IRR spinout Prothea starts lung cancer clinical trial

Medical technology company Prothea Technologies has enrolled the first patient in its Precision Lung clinical trial – a key milestone in the company’s mission to revolutionise lung cancer diagnosis and treatment.

Futuristic Medical Scan of Human Lungs with Oxygen Flow Diagram
Credit: Adobe Stock

Launched in April 2024 and co-founded by IRR’s Professor Kev Dhaliwal, Prothea is developing technologies designed to “see and treat” lung cancer in the same hospital visit – a step-change from the weeks-long pathway patients currently face.

Up to 40 patients will be recruited at the Royal Infirmary of Edinburgh, where the study will test Prothea’s novel bronchoscopy system in patients with suspicious lung lesions identified on CT scans, and who require a biopsy.

Lung cancer is the UK’s third most common cancer, with more than 48,000 new diagnoses each year, and survival rates remain low. Screening programmes have increased detection of suspicious lesions, but hospitals still struggle with low biopsy yields and high false negative results. 

Prothea’s technology seeks to address these issues by combining innovative microscopic optical fibres, fluorescence imaging and biopsy instruments. The system aims to capture detailed, real-time images of tissue at a molecular level and has been designed to differentiate normal from abnormal tissue in the body. This ensures the biopsy sample is sufficient - whether for diagnostic purposes or for obtaining the molecular data essential for guiding therapies.

Despite the introduction of many new technologies in recent years there are still patients around the world whose biopsies don’t provide sufficient tissue for the pathology they require. This novel technology clearly offers something different and I hope that this study will prove to be a satisfactory basis for further clinical investigations.
--------------------------------
**Tasks to perform**
1) Rewrite the paragraph of the Prothea article that begins "Prothea’s technology seeks to address" as a short bulleted list that keeps its main facts.
2) According to the Prothea article, up to how many patients will the Precision Lung trial recruit, and at which hospital?
None of the data that comes after this point is needed.

**Data records**
--------------------------------
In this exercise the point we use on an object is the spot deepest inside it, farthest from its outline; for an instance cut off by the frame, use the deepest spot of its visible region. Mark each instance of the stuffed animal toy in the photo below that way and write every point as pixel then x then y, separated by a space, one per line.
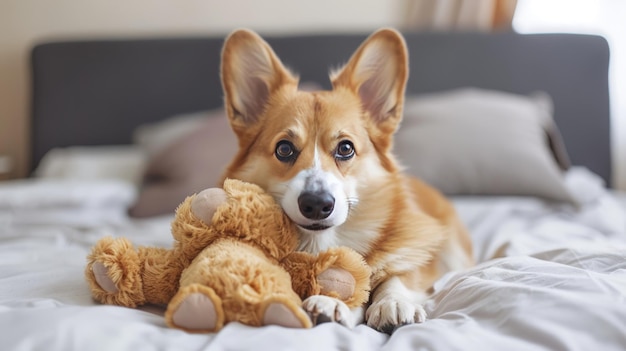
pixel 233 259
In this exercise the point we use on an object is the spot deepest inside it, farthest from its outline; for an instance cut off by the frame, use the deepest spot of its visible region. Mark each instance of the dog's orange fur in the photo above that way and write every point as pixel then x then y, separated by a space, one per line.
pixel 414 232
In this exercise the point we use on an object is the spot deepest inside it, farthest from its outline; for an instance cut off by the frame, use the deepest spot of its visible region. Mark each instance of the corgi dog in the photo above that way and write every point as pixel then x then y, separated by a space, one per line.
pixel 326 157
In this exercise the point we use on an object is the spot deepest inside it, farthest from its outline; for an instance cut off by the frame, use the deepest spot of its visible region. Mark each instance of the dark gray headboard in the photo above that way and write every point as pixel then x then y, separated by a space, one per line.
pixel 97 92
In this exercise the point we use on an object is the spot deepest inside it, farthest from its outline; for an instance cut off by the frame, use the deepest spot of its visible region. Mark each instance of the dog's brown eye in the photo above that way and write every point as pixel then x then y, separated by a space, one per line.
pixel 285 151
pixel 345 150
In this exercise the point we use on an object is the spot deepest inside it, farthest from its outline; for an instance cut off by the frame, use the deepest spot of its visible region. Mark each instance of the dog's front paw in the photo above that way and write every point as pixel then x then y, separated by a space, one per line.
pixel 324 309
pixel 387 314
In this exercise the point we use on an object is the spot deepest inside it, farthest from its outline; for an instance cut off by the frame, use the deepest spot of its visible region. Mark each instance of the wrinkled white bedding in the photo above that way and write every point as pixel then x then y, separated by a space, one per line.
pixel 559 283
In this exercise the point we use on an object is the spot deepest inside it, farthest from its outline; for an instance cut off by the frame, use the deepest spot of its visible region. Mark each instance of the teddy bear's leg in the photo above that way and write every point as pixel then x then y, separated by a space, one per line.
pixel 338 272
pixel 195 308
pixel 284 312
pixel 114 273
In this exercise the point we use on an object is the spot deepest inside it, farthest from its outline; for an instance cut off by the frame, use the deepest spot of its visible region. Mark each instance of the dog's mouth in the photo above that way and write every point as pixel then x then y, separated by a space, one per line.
--------------------------------
**Results of the exercise**
1)
- The technology aims to address low biopsy yields and high false negative results.
- It combines microscopic optical fibres, fluorescence imaging and biopsy instruments.
- It aims to capture detailed, real-time images of tissue at a molecular level.
- It is designed to tell normal tissue from abnormal tissue.
- This ensures the biopsy sample is sufficient, whether for diagnosis or for the molecular data that guides therapies.

2) Up to 40 patients, at the Royal Infirmary of Edinburgh.